### DOCUMENT TEXT
__________
Plants display true grit

June 28, 2011 07:13 pm

Despite the cool and wet conditions we have all been experiencing, the tenacity garden plants display is inspiring.

We finally planted lettuce and spinach a couple of weeks ago. We left areas unplanted to sow successive crops about two weeks apart to ensure a fresh and continual crop until late fall. Most lettuce and spinach can survive slight frosts. If left to go to seed, many lettuce and spinach types grown in our area will readily reseed themselves and sprout early next spring, or you can do what several area gardeners do and simply sow your seed in late fall, apply a thin layer of mulch, and wait to see early greens in the spring. While not fool-proof, even some success using this method can be encouraging with early crops after a long winter.

If you are still procrastinating putting any vegetable or fruit starts outside until the weather warms up, please don’t. Your plants will adjust and grow despite what we feel are not ideal conditions. I’ve heard from several readers who are waiting and as late as it is in the year, it’s advisable to just go for it and hope for the best.

Another example of tenacity can be readily observed in our fruit trees. Cherry trees in Cove are simply covered with fruit. Yes, the crop will be later, but at least there will be a crop.

Our own peach trees, while blooming this spring, did not have one single day that it didn’t rain, yet they have ample fruit set. Same for the plum trees, yet they are smothered in fruit. I can only conclude they must be self-pollinating, something you may want to keep in mind when selecting varieties for your own garden. We never expected one single fruit to appear and are pleasantly surprised.

This spring has also encouraged plant diseases to unfold with a vengeance. If you think your trees look “odd” or not their usual beautiful self, please get a tree expert to pay you a home visit and help diagnosis your problem if you are unable to. Many routine plant diseases are readily treatable with non-toxic sprays or systemic applications. Some home remedies work well, also. The key point to recall is that you need to be vigilant and not allow disease to spread if at all possible. There are several qualified individuals and companies in our area that provide this service. One way to locate them is through ads in The Observer, or by calling the City of La Grande.

The plight of the common honey bee has made headlines just about everywhere. A simple act of kindness on the part of each of us, by not growing plants that do not provide pollen, may assist them in even a small way with their survival. Take the common but beautiful sunflower. Many interesting and unusual types of colors have appeared on the market in the past several years with advertisements supporting “pollen-free” blooms. Who wants a messy bouquet, right? Well I do, and most of my readers do, too. Simply refuse to buy seed for pollen-free varieties. It’s as easy as that.

I am unable to provide an evaluation of the newest nursery on Island Avenue for press this week as they are not open on Sundays, a day many of us finally have time for perusing plant stores.

Until the next issue, go dig in the dirt. You’ll feel better.

Jennie Lu Hagen is a La Grande gardener.
__________
Data items
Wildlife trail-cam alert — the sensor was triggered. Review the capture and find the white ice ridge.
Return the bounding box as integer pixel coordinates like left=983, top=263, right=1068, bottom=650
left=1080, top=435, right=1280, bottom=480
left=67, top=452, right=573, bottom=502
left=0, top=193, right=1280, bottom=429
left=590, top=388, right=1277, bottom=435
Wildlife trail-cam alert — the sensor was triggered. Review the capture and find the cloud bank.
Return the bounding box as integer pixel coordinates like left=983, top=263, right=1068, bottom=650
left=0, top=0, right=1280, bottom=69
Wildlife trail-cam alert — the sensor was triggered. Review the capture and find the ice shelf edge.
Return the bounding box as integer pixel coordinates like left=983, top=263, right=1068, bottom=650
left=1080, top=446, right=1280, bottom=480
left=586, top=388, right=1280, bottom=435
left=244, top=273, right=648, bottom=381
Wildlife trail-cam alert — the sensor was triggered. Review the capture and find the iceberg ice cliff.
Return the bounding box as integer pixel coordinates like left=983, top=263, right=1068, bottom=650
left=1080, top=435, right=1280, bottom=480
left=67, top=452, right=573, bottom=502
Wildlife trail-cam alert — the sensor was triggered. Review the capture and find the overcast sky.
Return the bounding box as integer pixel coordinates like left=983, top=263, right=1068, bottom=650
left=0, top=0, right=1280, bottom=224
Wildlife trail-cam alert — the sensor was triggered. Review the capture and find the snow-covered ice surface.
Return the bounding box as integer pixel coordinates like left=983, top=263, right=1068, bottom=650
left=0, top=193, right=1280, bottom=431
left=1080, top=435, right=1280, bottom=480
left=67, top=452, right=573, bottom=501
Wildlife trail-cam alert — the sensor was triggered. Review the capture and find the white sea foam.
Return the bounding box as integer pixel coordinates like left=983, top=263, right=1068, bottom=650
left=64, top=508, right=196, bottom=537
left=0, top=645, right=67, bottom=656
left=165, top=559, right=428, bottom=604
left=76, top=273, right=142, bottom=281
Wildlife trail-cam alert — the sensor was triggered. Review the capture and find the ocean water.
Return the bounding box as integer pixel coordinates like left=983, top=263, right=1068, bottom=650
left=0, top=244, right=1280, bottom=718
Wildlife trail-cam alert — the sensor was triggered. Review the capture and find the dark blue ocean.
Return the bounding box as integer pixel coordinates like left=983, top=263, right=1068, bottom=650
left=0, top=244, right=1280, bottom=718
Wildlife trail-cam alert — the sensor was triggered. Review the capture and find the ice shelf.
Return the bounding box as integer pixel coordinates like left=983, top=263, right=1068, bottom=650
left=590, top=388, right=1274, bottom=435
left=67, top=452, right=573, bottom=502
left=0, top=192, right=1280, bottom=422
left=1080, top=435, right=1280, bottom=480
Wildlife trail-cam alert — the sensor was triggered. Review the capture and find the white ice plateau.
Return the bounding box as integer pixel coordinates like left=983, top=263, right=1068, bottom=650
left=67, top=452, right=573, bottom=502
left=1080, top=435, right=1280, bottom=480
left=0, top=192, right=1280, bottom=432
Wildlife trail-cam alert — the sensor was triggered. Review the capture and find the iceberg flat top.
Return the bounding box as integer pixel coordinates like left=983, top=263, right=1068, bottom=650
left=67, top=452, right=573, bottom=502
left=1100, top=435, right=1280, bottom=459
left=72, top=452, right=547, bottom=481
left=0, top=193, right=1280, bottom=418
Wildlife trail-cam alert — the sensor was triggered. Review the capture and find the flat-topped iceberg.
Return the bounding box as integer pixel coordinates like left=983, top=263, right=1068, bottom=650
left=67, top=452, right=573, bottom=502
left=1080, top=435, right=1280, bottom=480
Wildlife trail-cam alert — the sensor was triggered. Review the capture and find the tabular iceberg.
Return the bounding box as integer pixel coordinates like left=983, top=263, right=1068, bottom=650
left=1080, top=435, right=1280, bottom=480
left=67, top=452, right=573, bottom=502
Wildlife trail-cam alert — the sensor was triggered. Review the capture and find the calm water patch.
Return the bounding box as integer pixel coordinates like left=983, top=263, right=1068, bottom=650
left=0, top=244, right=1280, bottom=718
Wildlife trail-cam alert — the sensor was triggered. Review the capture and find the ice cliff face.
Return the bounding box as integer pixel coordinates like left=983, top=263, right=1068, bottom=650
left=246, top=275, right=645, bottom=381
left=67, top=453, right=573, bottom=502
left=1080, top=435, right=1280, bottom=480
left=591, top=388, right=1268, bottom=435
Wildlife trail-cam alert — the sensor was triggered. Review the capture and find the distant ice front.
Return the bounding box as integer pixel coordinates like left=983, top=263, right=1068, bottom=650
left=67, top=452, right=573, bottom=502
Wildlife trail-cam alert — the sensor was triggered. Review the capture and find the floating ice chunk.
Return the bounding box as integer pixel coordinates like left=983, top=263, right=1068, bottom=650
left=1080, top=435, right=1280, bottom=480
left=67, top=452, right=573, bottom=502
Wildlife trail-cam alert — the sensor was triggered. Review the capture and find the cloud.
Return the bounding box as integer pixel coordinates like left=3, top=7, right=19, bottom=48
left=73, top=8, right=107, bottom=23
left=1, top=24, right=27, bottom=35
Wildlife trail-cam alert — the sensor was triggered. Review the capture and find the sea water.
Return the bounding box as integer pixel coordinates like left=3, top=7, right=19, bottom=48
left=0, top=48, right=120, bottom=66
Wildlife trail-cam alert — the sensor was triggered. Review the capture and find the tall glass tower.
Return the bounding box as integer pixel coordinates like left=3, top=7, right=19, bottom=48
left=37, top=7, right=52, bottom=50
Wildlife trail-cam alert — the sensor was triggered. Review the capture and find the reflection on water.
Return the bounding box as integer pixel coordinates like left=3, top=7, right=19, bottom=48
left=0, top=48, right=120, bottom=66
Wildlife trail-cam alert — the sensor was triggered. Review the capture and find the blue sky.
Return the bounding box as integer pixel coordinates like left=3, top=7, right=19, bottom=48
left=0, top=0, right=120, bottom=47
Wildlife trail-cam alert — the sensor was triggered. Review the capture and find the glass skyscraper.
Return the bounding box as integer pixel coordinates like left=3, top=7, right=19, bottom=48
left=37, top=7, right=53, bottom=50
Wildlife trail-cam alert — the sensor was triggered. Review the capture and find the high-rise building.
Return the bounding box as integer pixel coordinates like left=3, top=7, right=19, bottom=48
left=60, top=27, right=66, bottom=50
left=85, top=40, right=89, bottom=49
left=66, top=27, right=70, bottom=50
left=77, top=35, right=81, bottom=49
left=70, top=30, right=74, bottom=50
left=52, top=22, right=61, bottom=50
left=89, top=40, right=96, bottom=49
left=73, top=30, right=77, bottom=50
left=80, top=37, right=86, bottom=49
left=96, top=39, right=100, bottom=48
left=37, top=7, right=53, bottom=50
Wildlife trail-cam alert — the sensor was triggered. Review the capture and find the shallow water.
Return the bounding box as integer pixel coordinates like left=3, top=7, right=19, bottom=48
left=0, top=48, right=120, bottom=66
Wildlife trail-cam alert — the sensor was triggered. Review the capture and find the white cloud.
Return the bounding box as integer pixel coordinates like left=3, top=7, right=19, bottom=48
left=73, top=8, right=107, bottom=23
__________
### TRY IT
List every specific kind of plant that the gardening column names.

### OUTPUT OF THE TASK
Lettuce, spinach, cherry trees, peach trees, plum trees, sunflower